* YOUR OBJECTIVE *
Pick out every line of the material below that contains the word "white", and copy each one in full. Case counts.

* RECORDED INFORMATION *

# # # # # # #

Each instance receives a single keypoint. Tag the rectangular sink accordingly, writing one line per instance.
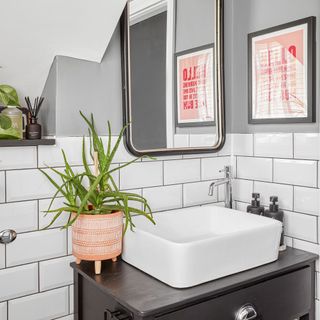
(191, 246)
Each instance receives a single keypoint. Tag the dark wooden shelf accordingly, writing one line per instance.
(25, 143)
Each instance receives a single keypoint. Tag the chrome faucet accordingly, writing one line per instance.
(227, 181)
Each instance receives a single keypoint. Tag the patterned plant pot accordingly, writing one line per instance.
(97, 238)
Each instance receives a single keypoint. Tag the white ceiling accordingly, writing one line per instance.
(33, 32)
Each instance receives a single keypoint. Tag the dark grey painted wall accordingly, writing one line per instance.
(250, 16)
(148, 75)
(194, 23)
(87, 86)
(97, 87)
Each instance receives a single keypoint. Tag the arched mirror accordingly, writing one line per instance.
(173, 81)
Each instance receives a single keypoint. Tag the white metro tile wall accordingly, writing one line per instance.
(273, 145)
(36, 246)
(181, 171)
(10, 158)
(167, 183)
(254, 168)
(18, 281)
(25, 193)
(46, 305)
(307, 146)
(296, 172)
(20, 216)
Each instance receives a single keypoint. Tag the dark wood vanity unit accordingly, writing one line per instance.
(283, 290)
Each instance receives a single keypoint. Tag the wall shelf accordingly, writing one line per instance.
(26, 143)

# # # # # # #

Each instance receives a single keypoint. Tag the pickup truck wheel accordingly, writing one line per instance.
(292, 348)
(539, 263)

# # # # # # #

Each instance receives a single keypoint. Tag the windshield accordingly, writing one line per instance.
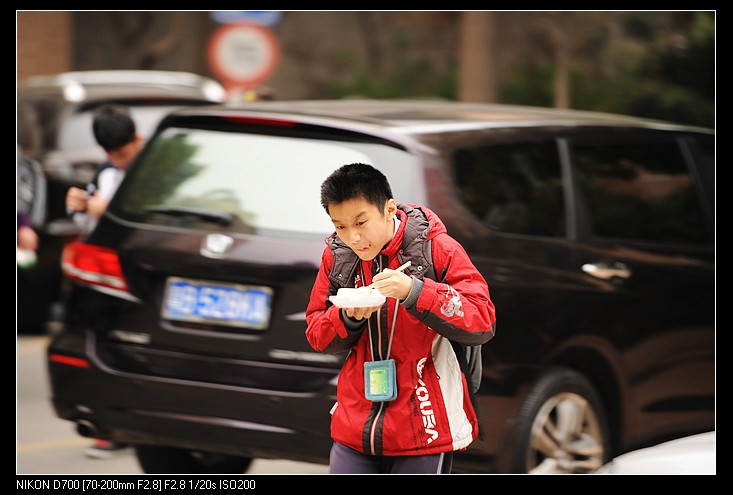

# # # # # # #

* RESULT BELOW *
Each instance receives a single keypoint. Tag the white ceiling accordingly, writing one line per instance.
Each instance receives a single keypoint. Tag the white metro tile wall accordingly, writing one line per instance.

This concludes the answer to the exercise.